OBJECTIVE: Can you format every line of the records below as a numbered list, leaving out any blank lines?

DATASET EXCERPTS:
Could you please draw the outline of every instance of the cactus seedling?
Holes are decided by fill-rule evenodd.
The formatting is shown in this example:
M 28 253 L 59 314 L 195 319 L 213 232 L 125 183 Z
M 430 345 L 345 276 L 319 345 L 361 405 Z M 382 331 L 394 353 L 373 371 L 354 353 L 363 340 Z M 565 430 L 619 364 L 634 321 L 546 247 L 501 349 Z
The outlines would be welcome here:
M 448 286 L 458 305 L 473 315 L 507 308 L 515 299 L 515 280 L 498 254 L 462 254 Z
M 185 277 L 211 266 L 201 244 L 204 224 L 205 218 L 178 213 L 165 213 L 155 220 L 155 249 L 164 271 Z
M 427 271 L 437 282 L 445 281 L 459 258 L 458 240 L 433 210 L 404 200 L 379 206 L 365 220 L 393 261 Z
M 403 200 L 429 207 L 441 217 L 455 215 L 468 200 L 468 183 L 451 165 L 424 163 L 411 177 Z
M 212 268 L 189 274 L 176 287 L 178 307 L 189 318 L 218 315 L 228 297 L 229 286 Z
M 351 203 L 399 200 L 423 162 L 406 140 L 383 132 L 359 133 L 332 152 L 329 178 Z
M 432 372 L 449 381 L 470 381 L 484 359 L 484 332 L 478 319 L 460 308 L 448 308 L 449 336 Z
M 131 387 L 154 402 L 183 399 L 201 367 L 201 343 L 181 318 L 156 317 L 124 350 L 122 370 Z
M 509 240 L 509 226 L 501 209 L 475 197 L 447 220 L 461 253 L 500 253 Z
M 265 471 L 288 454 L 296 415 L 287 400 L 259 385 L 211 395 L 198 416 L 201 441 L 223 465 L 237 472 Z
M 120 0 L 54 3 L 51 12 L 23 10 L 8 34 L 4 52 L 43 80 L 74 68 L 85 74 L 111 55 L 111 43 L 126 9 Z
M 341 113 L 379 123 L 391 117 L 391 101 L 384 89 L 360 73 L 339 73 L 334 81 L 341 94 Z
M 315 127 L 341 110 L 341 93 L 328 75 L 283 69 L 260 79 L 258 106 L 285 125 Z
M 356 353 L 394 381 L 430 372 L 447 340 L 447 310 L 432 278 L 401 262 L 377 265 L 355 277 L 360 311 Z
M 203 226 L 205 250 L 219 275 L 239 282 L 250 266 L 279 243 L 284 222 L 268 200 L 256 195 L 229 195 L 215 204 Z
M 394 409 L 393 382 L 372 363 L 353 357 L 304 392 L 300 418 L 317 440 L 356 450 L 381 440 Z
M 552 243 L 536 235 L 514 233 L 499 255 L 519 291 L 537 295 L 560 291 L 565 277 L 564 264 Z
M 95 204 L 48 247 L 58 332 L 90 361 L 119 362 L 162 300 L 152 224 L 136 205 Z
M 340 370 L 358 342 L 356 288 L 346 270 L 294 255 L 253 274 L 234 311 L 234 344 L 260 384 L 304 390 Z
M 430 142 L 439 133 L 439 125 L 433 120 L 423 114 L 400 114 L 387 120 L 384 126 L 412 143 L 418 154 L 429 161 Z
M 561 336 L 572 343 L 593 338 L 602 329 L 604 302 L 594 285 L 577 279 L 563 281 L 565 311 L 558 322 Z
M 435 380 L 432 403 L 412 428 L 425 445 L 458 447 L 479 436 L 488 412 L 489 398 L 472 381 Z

SOLUTION:
1. Could you please draw the outline of every instance of the cactus seedling?
2. Holes are decided by fill-rule evenodd.
3. The formatting is shown in this example:
4. M 28 253 L 59 314 L 195 319 L 213 232 L 125 183 Z
5. M 430 345 L 345 276 L 319 345 L 361 405 Z M 382 331 L 394 353 L 373 371 L 354 353 L 363 340 Z M 565 430 L 619 364 L 634 321 L 546 247 L 501 349 Z
6. The outlines would be welcome here:
7. M 448 286 L 458 305 L 473 315 L 507 308 L 515 299 L 515 280 L 498 254 L 462 254 Z
8. M 185 277 L 211 266 L 201 244 L 204 224 L 205 218 L 178 213 L 165 213 L 155 220 L 155 249 L 164 271 Z
9. M 427 271 L 437 282 L 445 281 L 459 258 L 458 240 L 433 210 L 404 200 L 379 206 L 365 220 L 393 261 Z
10. M 403 200 L 429 207 L 441 217 L 455 215 L 468 200 L 468 183 L 451 165 L 424 163 L 411 177 Z
11. M 212 268 L 189 274 L 176 287 L 178 307 L 189 318 L 218 315 L 228 297 L 229 286 Z
12. M 351 203 L 399 200 L 423 162 L 406 140 L 383 132 L 359 133 L 332 152 L 329 178 Z
13. M 432 372 L 449 381 L 470 381 L 484 359 L 484 332 L 478 319 L 460 308 L 448 308 L 449 336 Z
14. M 131 387 L 154 402 L 183 399 L 201 367 L 201 343 L 181 318 L 156 317 L 124 350 L 122 370 Z
15. M 509 240 L 509 226 L 501 209 L 475 197 L 447 220 L 461 253 L 500 253 Z
16. M 265 471 L 288 454 L 296 415 L 287 400 L 259 385 L 211 395 L 198 416 L 201 441 L 223 465 L 237 472 Z
17. M 120 0 L 54 3 L 51 12 L 23 10 L 8 34 L 4 52 L 43 80 L 74 68 L 85 74 L 111 55 L 111 43 L 126 9 Z
18. M 341 113 L 379 123 L 391 117 L 391 101 L 384 89 L 360 73 L 339 73 L 334 81 L 341 94 Z
19. M 315 127 L 341 110 L 341 93 L 328 75 L 283 69 L 260 79 L 258 106 L 285 125 Z
20. M 356 353 L 394 381 L 430 372 L 447 340 L 447 310 L 432 278 L 401 262 L 377 265 L 355 277 L 360 311 Z
21. M 203 226 L 205 250 L 219 275 L 239 282 L 250 266 L 279 243 L 284 222 L 268 200 L 256 195 L 229 195 L 215 204 Z
22. M 394 409 L 393 382 L 372 363 L 353 357 L 304 392 L 300 418 L 317 440 L 356 450 L 381 440 Z
23. M 552 243 L 536 235 L 514 233 L 499 255 L 519 291 L 537 295 L 560 291 L 565 277 L 564 264 Z
24. M 95 204 L 48 247 L 58 332 L 90 361 L 119 362 L 162 300 L 152 224 L 136 205 Z
25. M 340 370 L 358 342 L 356 288 L 346 270 L 294 255 L 253 274 L 234 311 L 234 344 L 260 384 L 304 390 Z
26. M 430 142 L 439 133 L 439 125 L 433 120 L 423 114 L 400 114 L 387 120 L 384 126 L 412 143 L 418 154 L 429 161 Z
27. M 561 336 L 572 343 L 593 338 L 602 329 L 604 302 L 594 285 L 577 279 L 563 281 L 565 311 L 558 322 Z
28. M 435 380 L 432 403 L 412 428 L 425 445 L 458 447 L 479 436 L 488 412 L 489 398 L 472 381 Z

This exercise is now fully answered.